TRAVAIL DEMANDÉ
- A) D'après l'extrait sur les compétences, par quels trois moyens les maturités adultes sont-elles acquises ?
- B) Recopiez fidèlement le passage de l'extrait sur les compétences qui s'ouvre sur les mots « 39Un certain nombre » et s'achève sur « de ressources identifiées. ».
- C) Indiquez si chacune des affirmations suivantes concorde avec l'extrait sur les compétences, en justifiant par une citation exacte :
(i) L. Boltanski et E. Capello identifient une dualité de compétences dominantes dans les espaces professionnels.
(ii) Les compétences de l'expert sont orientées vers les ressources humaines.
(iii) Les travaux théoriques évoqués font des maturités ou compétences la clef de l'employabilité.

EXTRAIT DU TEXTE
————————
39Un certain nombre de travaux théoriques relayant les pratiques professionnelles des centres dits de bilan de compétences ont cherché à rendre compte de maturités adultes, acquises par l’un ou l’autre des trois moyens suivants : la formation initiale, la formation permanente, l’expérience, faisant de ces maturités ou compétences la clef de l’employabilité. L. Boltanski et E. Capello identifient notamment une dualité de compétences aujourd’hui dominantes dans les espaces professionnels, celles du manager orientées vers les ressources humaines, celles de l’expert centrées sur les techniques. Le recours aux compétences tant personnelles que professionnelles, comme le souligne G. Le Boterf (1997) nous situe de plain-pied au niveau de l’adulte pluriel que nous venons d’évoquer : il implique en effet de faire référence à un modèle combinatoire de ressources identifiées.
————————
DONNÉES PRÉSENTÉES
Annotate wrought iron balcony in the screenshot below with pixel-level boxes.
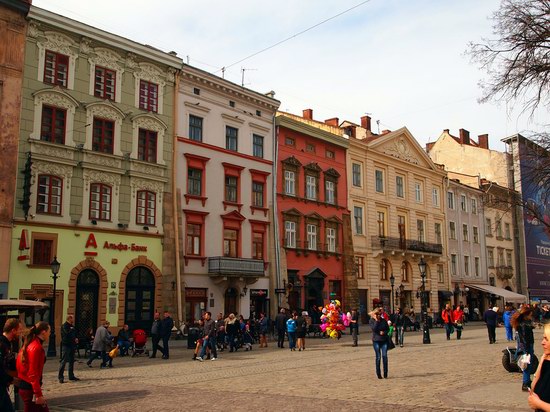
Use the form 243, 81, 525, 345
208, 256, 265, 277
371, 236, 443, 255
————————
CORRIGÉ DE L'EXERCICE
- A) Par la formation initiale, la formation permanente et l'expérience.

- B)
39Un certain nombre de travaux théoriques relayant les pratiques professionnelles des centres dits de bilan de compétences ont cherché à rendre compte de maturités adultes, acquises par l’un ou l’autre des trois moyens suivants : la formation initiale, la formation permanente, l’expérience, faisant de ces maturités ou compétences la clef de l’employabilité. L. Boltanski et E. Capello identifient notamment une dualité de compétences aujourd’hui dominantes dans les espaces professionnels, celles du manager orientées vers les ressources humaines, celles de l’expert centrées sur les techniques. Le recours aux compétences tant personnelles que professionnelles, comme le souligne G. Le Boterf (1997) nous situe de plain-pied au niveau de l’adulte pluriel que nous venons d’évoquer : il implique en effet de faire référence à un modèle combinatoire de ressources identifiées.

- C)
(i) Oui : « L. Boltanski et E. Capello identifient notamment une dualité de compétences aujourd’hui dominantes dans les espaces professionnels ».
(ii) Non : « celles de l’expert centrées sur les techniques ».
(iii) Oui : « faisant de ces maturités ou compétences la clef de l’employabilité ».